**Given task**
Reproduce the following lines exactly, from the first item through the last.

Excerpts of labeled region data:
|---|

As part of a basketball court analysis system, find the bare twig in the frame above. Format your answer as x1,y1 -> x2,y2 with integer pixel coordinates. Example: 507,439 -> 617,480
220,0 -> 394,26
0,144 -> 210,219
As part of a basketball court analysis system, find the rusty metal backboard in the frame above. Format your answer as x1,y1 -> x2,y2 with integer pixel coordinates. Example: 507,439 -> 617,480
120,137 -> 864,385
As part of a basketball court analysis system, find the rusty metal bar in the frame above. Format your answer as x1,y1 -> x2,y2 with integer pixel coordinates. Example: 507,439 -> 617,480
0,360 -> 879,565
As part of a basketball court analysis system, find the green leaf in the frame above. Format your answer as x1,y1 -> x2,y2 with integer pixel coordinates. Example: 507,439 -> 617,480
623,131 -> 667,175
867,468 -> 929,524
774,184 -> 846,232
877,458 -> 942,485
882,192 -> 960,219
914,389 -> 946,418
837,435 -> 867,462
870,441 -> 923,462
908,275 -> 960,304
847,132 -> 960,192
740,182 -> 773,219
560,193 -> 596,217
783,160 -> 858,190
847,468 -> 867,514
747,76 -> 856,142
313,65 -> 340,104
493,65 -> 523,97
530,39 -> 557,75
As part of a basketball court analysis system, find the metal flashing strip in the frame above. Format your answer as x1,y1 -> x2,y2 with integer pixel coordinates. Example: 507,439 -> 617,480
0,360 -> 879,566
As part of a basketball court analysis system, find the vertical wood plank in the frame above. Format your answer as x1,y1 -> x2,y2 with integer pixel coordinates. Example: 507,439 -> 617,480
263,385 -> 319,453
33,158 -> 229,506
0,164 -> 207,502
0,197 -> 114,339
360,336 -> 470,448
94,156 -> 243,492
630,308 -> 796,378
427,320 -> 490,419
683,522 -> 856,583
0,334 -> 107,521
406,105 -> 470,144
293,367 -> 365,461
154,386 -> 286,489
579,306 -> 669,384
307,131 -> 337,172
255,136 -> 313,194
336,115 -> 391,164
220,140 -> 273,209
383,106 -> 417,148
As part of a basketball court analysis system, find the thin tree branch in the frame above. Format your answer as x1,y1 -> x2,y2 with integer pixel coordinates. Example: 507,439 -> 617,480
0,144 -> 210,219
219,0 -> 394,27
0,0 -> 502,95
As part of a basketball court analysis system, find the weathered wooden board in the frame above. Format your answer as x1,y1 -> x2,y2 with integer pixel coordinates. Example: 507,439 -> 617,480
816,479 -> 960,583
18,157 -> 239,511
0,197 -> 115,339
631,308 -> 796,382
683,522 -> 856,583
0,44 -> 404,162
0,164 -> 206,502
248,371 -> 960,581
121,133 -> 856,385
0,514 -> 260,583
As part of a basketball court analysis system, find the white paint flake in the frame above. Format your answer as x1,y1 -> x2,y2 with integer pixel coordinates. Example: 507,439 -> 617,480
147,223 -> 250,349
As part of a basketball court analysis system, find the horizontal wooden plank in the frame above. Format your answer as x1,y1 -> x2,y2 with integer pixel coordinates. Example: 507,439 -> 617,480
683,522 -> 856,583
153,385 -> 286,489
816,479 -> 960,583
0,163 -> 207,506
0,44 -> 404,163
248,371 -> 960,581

|---|

**Expected answer**
As part of a basketball court analysis system, find the bare twig in the frame above. Format your answer as x1,y1 -> x2,y2 with integer pixel coordinates. Example: 507,439 -> 617,480
220,0 -> 394,26
0,144 -> 210,219
As part of a basketball court analysis system, find the rusty metal backboard in the frame above. Format your answer as x1,y1 -> x2,y2 with integer pixel coordinates. Example: 507,439 -> 617,480
120,137 -> 864,385
As part of a basketball court analysis system, find the rusty metal bar in the frame above. Format your answer as x1,y1 -> x2,y2 with integer pixel coordinates. Example: 507,439 -> 617,480
0,360 -> 879,565
As part of a basketball court analysis system, find the green leaf in the frame above. Format your answer as x1,y1 -> x2,y2 with integer pixel coordinates. Example: 507,439 -> 617,480
623,131 -> 667,175
867,468 -> 929,524
774,184 -> 846,232
877,458 -> 942,485
882,192 -> 960,219
914,389 -> 946,418
837,435 -> 867,462
870,441 -> 923,462
908,275 -> 960,304
847,132 -> 960,192
740,182 -> 773,219
560,193 -> 596,217
783,160 -> 858,190
847,468 -> 867,514
747,76 -> 856,142
313,65 -> 340,104
493,65 -> 523,97
530,39 -> 557,75
As part of a basketball court analysis system, find the metal flashing strip in the frame above. Format your answer as x1,y1 -> x2,y2 with integer pixel coordinates. Example: 507,439 -> 617,480
0,360 -> 879,566
As part of a basketball court analysis system, find the vertical wood plank in the frame above. Format your answer as x1,y1 -> x2,y2 with integer pixel coordinates. Example: 507,439 -> 617,480
263,385 -> 319,453
33,158 -> 229,506
0,164 -> 207,502
0,197 -> 114,339
360,336 -> 470,448
94,156 -> 243,492
630,308 -> 796,378
427,320 -> 490,419
683,522 -> 856,583
0,334 -> 107,521
406,105 -> 470,144
293,367 -> 365,461
154,386 -> 286,489
579,306 -> 669,384
307,131 -> 337,172
255,136 -> 313,194
336,115 -> 391,164
220,140 -> 273,209
383,106 -> 417,148
As part of a basketball court analysis system, find the thin tree branch in the frame above. Format your answer as x1,y1 -> x2,y2 with integer pixel coordinates. Example: 507,439 -> 617,480
0,144 -> 210,219
219,0 -> 394,27
0,0 -> 502,95
As part of a basketball court analysis system, find the weathered wooden board in the frame above. Format your answer as x1,y1 -> x2,y2 with integer pixel coordinates. Example: 507,439 -> 617,480
816,479 -> 960,583
18,157 -> 239,511
0,197 -> 115,339
631,308 -> 796,382
683,522 -> 856,583
0,44 -> 404,162
0,164 -> 206,502
248,371 -> 960,581
121,133 -> 856,385
0,514 -> 260,583
As part of a basketball court analysis system, find the white paint flake in the frame above. Format your answer as x1,y1 -> x2,y2 with integer pixel coordinates. Example: 507,439 -> 617,480
147,223 -> 250,349
As part of a basketball court analysis system, find the horizontal wooden plank in the frame above. Format your answer as x1,y1 -> x2,y2 with integer pixel coordinates. Example: 507,439 -> 617,480
683,522 -> 856,583
153,385 -> 286,489
816,479 -> 960,583
0,163 -> 207,506
0,44 -> 404,163
248,371 -> 960,581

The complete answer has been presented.